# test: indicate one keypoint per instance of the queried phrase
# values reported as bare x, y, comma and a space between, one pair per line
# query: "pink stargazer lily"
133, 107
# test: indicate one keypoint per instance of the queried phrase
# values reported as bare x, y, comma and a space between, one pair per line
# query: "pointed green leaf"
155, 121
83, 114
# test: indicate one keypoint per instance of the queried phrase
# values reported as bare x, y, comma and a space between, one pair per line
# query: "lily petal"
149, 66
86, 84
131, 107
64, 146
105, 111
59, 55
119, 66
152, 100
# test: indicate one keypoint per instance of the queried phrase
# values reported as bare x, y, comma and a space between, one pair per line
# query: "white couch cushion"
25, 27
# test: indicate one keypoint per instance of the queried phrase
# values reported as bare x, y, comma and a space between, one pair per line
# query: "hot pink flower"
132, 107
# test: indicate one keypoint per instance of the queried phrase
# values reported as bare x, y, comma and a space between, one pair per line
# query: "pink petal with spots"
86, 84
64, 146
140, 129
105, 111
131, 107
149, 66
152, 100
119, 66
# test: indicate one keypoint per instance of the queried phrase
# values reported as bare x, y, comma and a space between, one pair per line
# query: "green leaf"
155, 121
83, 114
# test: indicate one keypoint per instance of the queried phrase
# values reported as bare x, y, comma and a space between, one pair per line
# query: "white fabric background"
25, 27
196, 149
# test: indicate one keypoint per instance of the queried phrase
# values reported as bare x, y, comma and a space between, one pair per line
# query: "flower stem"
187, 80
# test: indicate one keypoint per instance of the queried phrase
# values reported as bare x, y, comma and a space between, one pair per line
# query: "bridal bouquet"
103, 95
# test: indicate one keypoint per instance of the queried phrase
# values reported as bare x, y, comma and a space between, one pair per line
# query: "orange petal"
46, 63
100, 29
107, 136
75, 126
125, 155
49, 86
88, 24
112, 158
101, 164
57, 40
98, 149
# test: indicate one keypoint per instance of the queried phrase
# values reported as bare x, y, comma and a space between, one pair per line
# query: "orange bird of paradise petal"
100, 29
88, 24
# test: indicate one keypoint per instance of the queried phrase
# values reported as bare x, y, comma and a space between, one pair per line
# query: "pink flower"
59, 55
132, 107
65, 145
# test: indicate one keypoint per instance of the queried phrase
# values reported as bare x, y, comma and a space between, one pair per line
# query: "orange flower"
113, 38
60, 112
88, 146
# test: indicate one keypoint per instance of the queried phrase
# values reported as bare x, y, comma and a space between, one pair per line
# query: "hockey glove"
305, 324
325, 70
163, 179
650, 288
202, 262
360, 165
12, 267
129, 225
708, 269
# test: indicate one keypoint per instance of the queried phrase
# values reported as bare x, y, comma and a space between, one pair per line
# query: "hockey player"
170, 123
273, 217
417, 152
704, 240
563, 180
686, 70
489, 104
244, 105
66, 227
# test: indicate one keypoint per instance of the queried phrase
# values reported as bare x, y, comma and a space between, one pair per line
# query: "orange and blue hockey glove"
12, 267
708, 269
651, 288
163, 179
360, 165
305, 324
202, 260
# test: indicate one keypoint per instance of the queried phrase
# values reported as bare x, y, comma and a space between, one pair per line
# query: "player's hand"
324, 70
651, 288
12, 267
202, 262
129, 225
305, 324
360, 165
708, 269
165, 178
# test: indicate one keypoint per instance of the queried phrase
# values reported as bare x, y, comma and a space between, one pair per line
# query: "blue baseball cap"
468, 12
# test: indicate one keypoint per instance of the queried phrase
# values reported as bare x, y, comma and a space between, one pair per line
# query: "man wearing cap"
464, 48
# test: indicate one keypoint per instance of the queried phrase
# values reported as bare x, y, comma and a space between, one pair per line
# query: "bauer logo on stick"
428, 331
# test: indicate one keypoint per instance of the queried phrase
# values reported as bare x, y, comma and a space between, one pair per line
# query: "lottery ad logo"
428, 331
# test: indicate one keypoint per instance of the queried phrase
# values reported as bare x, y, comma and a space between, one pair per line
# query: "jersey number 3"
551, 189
• • • • •
Work to complete
Restate the whole listing exactly, leaving out nothing.

Exercise response
# test: indicate one keypoint per instance of the queried phrase
# values reported as bare x, y, comma and a space between, one pair per line
# query: "pink stargazer lily"
133, 107
# test: indicate one keypoint per instance of the queried phrase
# values reported as bare x, y, comma and a space between, one pair per line
# query: "pointed green leaf"
155, 121
83, 114
# test: indicate one keypoint per instance of the queried phrase
# values reported as bare x, y, comma and a space between, one pair per line
# query: "lily petal"
149, 66
86, 84
131, 107
64, 146
105, 111
59, 55
119, 66
152, 100
# test: indicate one keypoint per instance of the queried phrase
# values reported as bare x, y, comma and a space between, one pair per line
# query: "white couch cushion"
25, 27
# test: indicate one keypoint per instance of the queried phrase
# values reported as bare x, y, comma and a space between, one pair per line
# query: "hot pink flower"
132, 107
# test: indicate one keypoint per instance of the queried phrase
# values reported as bare x, y, comma and a space between, one pair per line
# query: "pink petal with spots"
86, 84
64, 146
140, 129
105, 111
131, 107
149, 66
152, 100
119, 66
# test: indicate one keypoint per instance of the queried phrase
# values reported as bare x, y, comma and a space between, one pair per line
# query: "green leaf"
155, 121
83, 114
# test: indicate one keypoint per instance of the queried phrase
# values reported as bare x, y, comma and a space between, one pair per line
# query: "white fabric background"
25, 27
196, 149
# test: indicate one keypoint per instance of the queried phrase
# values reported as bare x, y, comma and a space between, one pair per line
# query: "flower stem"
187, 80
# test: indicate one keypoint per instance of the queried phrase
# values reported as bare x, y, comma and a space between, one pair per line
# query: "bridal bouquet"
103, 95
# test: indicate one keypoint per instance of the queried phrase
# values reported as bare x, y, comma and a space between, one pair per line
# query: "orange petal"
46, 63
100, 29
107, 136
75, 126
125, 155
49, 86
88, 24
112, 158
101, 164
57, 40
98, 149
# test: indicate one keypoint per instance of the queried phrase
# values reported as bare x, y, comma and a space between, one pair per line
# query: "orange bird of paradise petal"
100, 29
88, 24
# test: indicate one keypoint per instance of the queried phrase
# values reported as bare x, y, comma and a space between, one pair per line
# query: "pink flower"
59, 55
132, 107
65, 145
# test: indicate one keypoint per instance of the queried phrase
# values reported as bare x, y, comma and a space between, one pair per line
# query: "orange flower"
113, 38
60, 112
88, 146
# test: indicate one keypoint per instance of the queried phrase
# values reported as bare x, y, comma and a space between, one pair per line
# query: "hockey glove"
305, 324
325, 70
163, 179
650, 288
202, 262
360, 165
12, 267
129, 225
708, 269
# test: indicate one keypoint per instance of the queried phrase
# values reported as bare x, y, comma and a space between, one pair per line
# query: "hockey player"
170, 123
273, 217
417, 152
704, 240
563, 180
686, 70
489, 104
244, 105
66, 227
# test: indicate one keypoint per instance of the queried phrase
# values reported as bare x, y, comma and a space between, one pair per line
# query: "orange and blue hockey glove"
12, 267
708, 269
651, 288
163, 179
360, 165
305, 324
202, 260
# test: indicate one keypoint per instance of the queried phrase
# values reported as bare x, y, comma and a space between, one pair per line
# query: "player's hand"
324, 70
651, 288
12, 267
202, 262
129, 225
305, 324
360, 165
708, 269
165, 178
# test: indicate one keypoint per instance of the queried phrase
# values reported as bare x, y, comma and a space between, one pair per line
# query: "blue baseball cap"
468, 12
# test: indicate one keypoint per instance of the queried phrase
# values reported as bare x, y, comma and a space between, one pair per line
# query: "man wearing cap"
464, 48
# test: indicate one keypoint per instance of the queried phrase
# values reported as bare x, y, comma and a space between, one pair per line
# query: "bauer logo on stick"
428, 331
# test: indicate one keypoint per instance of the queried phrase
# values reported as bare x, y, comma and a space between, one pair per line
# query: "lottery ad logo"
428, 331
# test: indicate one keypoint per instance of the queried phrase
# values reported as bare x, y, comma and a space between, one pair per line
# query: "jersey number 3"
551, 189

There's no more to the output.